Document extract:
-*-
Criminal logic

Jose Miguel Arroyo has denied allegations that he and his wife, then President Gloria Macapagal-Arroyo, ordered the rigging of election results in 2007 in favor of the administration’s senatorial candidates. “My wife was not running for president in 2007 and neither was I. So why should we order cheating?” he said. “It defies both common sense and logic.”

If it were merely a theoretical exercise, the former first gentleman would be quite correct. But seen in the context of the political situation at the time as well as his wife’s previous record of manipulating election results, the allegations of cheating in 2007 certainly make a lot of sense. Maybe Arroyo will see how cheating makes perfect logic if we jog his memory.

In 2007, Gloria Macapagal-Arroyo was trying to beat off attempts to impeach her from the presidency, after the “Hello, Garci” tapes were made public in June 2005. In her battle for political survival, Gloria was deploying every resource at her command and employing all means, fair or foul. She had loyal lawmakers or private lawyers beating the opposition in filing weak or faulty impeachment complaints so that she could be inoculated against impeachment for the rest of the year. She was buying off local officials and even bishops so that they would not join calls for her to step down or be impeached. And she was keeping congressmen happy and loyal by fattening their pork barrel allocations and sometimes distributing paper bags containing cash right in Malacañang.

But although she had an overwhelming majority of congressmen in her pocket and she could count on them to mindlessly claim that impeachment was nothing more than a numbers game, she wanted to take no chances. If things went wrong at the House of Representatives, the Senate would have been the next battle ground. She had to make sure she had enough votes to avoid conviction if ever the impeachment case would be sent to the Senate for trial. Her handpicked senatorial candidates had to win, by hook or by crook.

Which was exactly what she told Maguindanao Gov. Andal Ampatuan Sr. shortly before the May 14, 2007 elections, according to Norie Unas, the governor’s right-hand man and provincial administrator. Unas narrated in a sworn affidavit that during a meeting in Malacañang with her senatorial candidates, governors and other local officials, Gloria appealed for a 12-0 result for the administration’s senatorial candidates. Later as the guests were filing out, Unas continued, Gloria pulled Ampatuan aside and told him, “We need 12-0 in Maguindanao, even if that means you have to fix or change the result.”
-*-
Using the information:
1. Starting at the words "If it were merely", reproduce word for word the part of the column on the 2007 election-cheating allegations that ends after "jog his memory.".
2. Answer these questions using the column on the 2007 election-cheating allegations:
(a) In what month and year were the "Hello, Garci" tapes made public?
(b) On what date were the elections held?
(c) What post did Norie Unas hold under Gov. Andal Ampatuan Sr.?

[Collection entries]
-*-
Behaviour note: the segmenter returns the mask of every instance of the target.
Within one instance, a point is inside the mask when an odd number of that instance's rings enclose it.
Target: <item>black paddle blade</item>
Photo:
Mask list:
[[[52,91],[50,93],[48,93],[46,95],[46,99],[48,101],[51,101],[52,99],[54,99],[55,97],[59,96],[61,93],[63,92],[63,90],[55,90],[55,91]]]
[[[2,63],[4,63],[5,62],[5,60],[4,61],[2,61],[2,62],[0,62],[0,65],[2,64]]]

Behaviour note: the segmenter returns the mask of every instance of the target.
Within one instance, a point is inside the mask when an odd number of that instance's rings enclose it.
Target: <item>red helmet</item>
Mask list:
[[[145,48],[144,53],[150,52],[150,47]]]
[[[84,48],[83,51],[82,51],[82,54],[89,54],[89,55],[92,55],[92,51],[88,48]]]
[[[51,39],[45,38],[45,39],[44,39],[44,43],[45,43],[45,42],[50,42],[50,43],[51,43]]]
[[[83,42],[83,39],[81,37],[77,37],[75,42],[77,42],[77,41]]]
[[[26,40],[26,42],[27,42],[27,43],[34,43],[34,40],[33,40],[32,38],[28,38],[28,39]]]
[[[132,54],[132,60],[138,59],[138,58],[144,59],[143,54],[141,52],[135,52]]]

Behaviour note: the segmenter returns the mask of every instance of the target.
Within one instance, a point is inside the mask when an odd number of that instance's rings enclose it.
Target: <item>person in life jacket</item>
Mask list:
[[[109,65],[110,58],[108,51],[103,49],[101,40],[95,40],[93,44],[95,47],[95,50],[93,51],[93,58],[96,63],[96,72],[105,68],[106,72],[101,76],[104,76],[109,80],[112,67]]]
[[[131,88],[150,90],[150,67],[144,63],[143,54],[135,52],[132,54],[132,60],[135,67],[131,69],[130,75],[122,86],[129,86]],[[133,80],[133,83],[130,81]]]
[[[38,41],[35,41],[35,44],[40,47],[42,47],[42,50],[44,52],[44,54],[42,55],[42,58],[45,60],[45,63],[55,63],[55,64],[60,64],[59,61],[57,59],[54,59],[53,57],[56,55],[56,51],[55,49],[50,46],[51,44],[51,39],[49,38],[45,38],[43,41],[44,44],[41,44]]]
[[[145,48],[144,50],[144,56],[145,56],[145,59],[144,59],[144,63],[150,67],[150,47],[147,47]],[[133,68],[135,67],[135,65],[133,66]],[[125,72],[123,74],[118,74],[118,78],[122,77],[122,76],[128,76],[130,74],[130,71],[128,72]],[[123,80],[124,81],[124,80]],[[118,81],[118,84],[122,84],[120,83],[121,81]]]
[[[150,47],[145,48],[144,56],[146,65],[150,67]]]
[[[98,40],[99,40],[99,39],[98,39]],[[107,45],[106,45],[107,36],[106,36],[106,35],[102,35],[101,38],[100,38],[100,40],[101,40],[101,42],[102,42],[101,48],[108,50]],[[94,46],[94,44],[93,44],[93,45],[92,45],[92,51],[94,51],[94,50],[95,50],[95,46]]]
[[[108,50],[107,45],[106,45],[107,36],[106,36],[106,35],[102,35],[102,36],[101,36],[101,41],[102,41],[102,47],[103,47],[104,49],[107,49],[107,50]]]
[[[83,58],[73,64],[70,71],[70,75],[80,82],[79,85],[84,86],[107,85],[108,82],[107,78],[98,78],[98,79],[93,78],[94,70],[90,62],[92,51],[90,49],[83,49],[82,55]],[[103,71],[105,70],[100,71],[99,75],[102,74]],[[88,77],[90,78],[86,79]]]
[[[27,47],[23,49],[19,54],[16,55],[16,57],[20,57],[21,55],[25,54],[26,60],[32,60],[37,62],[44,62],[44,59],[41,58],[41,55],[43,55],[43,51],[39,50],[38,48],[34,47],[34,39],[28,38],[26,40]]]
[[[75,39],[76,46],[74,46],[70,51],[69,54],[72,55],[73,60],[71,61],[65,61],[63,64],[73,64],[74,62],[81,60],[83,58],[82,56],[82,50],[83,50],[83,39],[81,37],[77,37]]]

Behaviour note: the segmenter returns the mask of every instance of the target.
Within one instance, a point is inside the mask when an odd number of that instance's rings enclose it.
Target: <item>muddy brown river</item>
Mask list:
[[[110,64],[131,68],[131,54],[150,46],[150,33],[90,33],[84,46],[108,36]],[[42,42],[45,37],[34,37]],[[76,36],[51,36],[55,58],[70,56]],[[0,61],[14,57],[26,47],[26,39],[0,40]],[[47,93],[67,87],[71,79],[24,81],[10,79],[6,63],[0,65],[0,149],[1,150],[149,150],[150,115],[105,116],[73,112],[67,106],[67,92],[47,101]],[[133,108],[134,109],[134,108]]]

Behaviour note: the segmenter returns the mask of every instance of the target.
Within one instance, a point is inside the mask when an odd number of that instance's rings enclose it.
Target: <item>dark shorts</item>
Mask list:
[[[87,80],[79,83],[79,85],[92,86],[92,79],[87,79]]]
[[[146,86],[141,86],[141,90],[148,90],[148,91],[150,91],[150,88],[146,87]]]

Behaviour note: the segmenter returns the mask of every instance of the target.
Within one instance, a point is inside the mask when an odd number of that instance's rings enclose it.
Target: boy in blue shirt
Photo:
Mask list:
-*-
Your responses:
1.
If it were merely a theoretical exercise, the former first gentleman would be quite correct. But seen in the context of the political situation at the time as well as his wife’s previous record of manipulating election results, the allegations of cheating in 2007 certainly make a lot of sense. Maybe Arroyo will see how cheating makes perfect logic if we jog his memory.

2.
(a) June 2005
(b) May 14, 2007
(c) Provincial administrator